_What to do_.
Please answer these questions using the passage below about the attack on Houchin.
(a) What two words did he use to describe the attack on him?
(b) According to the Las Vegas Weekly report, what happened in Haiti two years ago?
(c) Which Discovery Channel show is Houchin currently associated with?

_Passage given_.

He was also able to confirm that the attack on him, which he described as "criminal" and "intentional", was not part of a stunt and that he was unaware of what was going to happen.  So what provoked it?  The Las Vegas Weekly connected it with a culture in which, "for many people, witches and witchdoctors are very real". Their report notes that two years ago in neighboring Haiti, "around a dozen suspected witches were hacked to death by machetes and stoned in the streets. So it’s possible that the TV host thought he was doing a good thing in burning Houchin."

But Houchin has never posed as a witch or witchdoctor.  Like many magicians, he sometimes uses his knowledge of trickery to expose claims of psychic or miraculous powers, and he's currently associated with a Discovery Channel show Breaking Magic which reveals some of the secrets of the conjurer's art.  Even more strangely, the programme he was appearing on is described in some accounts as one specialising in astrology and other "psychic" matters.  There are also suggestions that another guest on the show, who normally hosts a different programme, described the attack as "divine justice" for the sorcery supposedly practised by Houchin and his colleagues, but there's no confirmation of that.  Nor is there any word on the fate of the attacker, or whether there are questions about his mental state.

_Data section_.
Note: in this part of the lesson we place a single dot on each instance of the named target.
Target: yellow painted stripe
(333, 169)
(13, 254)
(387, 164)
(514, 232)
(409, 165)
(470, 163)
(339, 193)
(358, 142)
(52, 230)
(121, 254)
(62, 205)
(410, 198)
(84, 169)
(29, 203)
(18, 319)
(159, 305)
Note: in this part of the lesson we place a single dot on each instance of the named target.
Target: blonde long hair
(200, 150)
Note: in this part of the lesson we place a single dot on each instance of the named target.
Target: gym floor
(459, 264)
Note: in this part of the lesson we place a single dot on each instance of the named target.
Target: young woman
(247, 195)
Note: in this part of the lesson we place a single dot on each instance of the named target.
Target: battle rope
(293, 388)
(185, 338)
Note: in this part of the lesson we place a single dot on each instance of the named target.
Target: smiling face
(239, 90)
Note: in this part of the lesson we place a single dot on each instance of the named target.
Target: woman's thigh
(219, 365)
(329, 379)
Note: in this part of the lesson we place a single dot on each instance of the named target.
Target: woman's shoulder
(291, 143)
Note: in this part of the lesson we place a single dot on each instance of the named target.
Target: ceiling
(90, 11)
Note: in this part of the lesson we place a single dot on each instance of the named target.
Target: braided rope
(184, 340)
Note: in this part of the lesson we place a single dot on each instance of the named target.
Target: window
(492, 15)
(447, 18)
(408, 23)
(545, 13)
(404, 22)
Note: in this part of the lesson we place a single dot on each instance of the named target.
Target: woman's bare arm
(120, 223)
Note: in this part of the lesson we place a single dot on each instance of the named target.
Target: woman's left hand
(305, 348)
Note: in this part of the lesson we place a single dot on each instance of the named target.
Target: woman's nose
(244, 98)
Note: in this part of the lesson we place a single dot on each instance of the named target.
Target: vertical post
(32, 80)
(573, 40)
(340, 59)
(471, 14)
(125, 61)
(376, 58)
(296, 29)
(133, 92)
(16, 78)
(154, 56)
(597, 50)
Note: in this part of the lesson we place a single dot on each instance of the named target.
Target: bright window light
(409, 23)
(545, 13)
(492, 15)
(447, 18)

_Output of the task_.
(a) "Criminal" and "intentional."
(b) Around a dozen suspected witches were hacked to death by machetes and stoned in the streets.
(c) Breaking Magic.